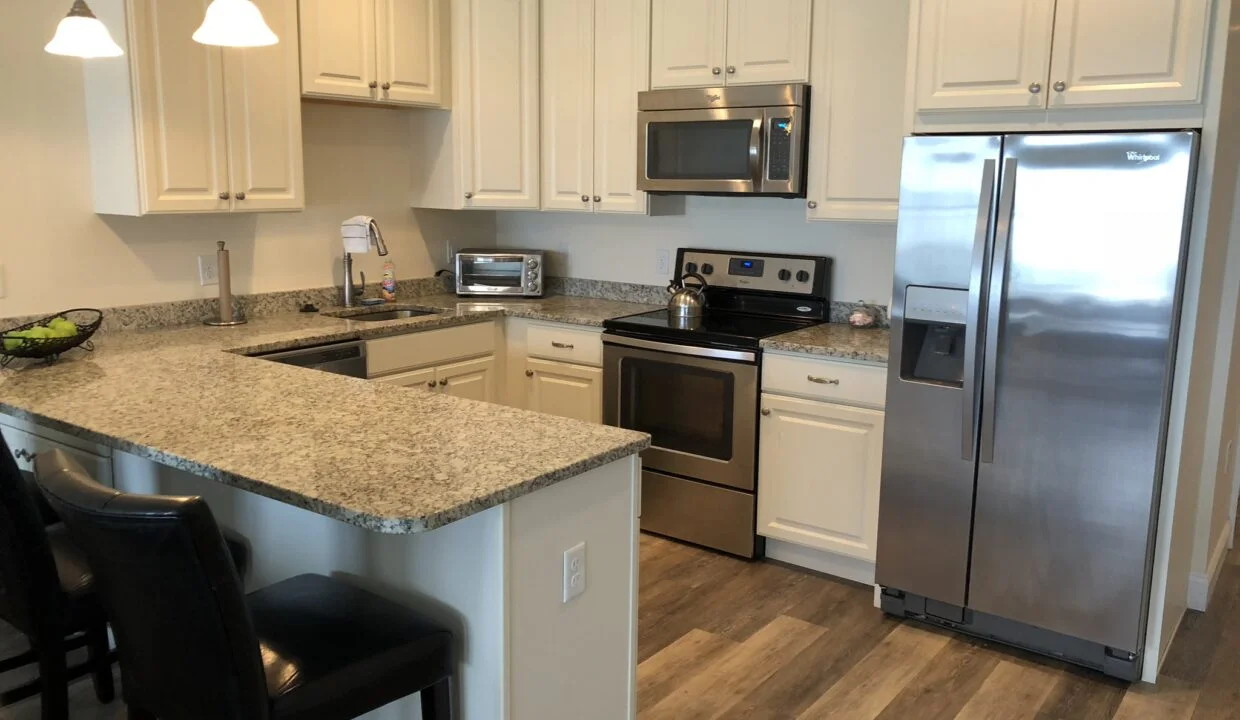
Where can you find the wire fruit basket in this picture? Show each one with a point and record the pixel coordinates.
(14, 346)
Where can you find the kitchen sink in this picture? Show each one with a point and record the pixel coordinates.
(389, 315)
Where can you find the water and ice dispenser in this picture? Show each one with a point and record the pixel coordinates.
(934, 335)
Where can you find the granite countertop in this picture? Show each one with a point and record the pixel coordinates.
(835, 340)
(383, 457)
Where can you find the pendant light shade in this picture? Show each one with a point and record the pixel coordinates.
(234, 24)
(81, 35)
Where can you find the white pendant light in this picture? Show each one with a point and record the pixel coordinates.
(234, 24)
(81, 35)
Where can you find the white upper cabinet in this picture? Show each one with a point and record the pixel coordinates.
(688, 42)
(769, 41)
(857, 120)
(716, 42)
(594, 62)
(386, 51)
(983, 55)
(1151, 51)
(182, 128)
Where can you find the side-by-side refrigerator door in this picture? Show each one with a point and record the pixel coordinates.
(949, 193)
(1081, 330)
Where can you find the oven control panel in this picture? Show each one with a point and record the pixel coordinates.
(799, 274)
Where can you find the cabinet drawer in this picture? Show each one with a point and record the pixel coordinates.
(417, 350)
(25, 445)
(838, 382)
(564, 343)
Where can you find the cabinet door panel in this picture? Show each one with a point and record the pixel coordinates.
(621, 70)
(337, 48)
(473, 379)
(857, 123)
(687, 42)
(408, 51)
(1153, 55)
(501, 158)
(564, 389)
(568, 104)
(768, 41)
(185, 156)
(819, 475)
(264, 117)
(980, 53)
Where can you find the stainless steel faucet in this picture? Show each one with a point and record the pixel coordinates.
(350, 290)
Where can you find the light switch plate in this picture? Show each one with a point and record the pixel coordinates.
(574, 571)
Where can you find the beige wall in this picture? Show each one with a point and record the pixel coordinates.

· · · · ·

Copy every entry word for word, but omit the pictures.

*TASK SOLUTION*.
Where can you find the wire fruit basket in this picture? Show each one with a point and record the pixel coordinates.
(14, 346)
Where can you find the kitchen sink in this picture? Show each one with a point and record the pixel coordinates.
(389, 315)
Where can you find the water and ice dispenser in this picture? Show each one with a point and record the pixel coordinates.
(934, 335)
Where can you find the granite countertop in this picture? Show each one with a point and record the pixel coordinates.
(835, 340)
(383, 457)
Where can you find the pendant light shade in this picture? Show each one with a point and record the pixel coordinates.
(234, 24)
(81, 35)
Where can you find the white pendant light in this picture? Show each one with a point and record the pixel coordinates.
(234, 24)
(81, 35)
Where can you find the white upper cabinet in this picture? Show each one with a point and record the pixel coordinates.
(688, 42)
(769, 41)
(857, 120)
(716, 42)
(594, 62)
(386, 51)
(983, 55)
(1151, 51)
(182, 128)
Where can you find the side-by-side refrigerator door in this picture? Show each one with a point and record the pixel coordinates.
(949, 193)
(1081, 330)
Where can you find the oven control panel in this picture? Show each one with a point and record the pixel coordinates.
(799, 274)
Where can you find the cabinet drawer in this picture? Show each one with a point and record the pixel coordinates.
(417, 350)
(25, 445)
(838, 382)
(564, 343)
Where can you find the cabinet door panel in this picture? Show each one with a point and record the pixel coordinates.
(621, 70)
(337, 48)
(473, 379)
(857, 123)
(687, 42)
(408, 51)
(1153, 55)
(501, 158)
(564, 389)
(568, 104)
(768, 41)
(185, 156)
(819, 475)
(264, 117)
(980, 53)
Where can you find the stainless steel faucet in this picture? Show each one with a point and record the pixel coordinates.
(350, 290)
Where can you find the light switch plate in this picture? Show each one with a point and record the pixel coordinates.
(574, 571)
Where can you find the beige wall in this picture? Show each one with a point and record the pixel coordinates.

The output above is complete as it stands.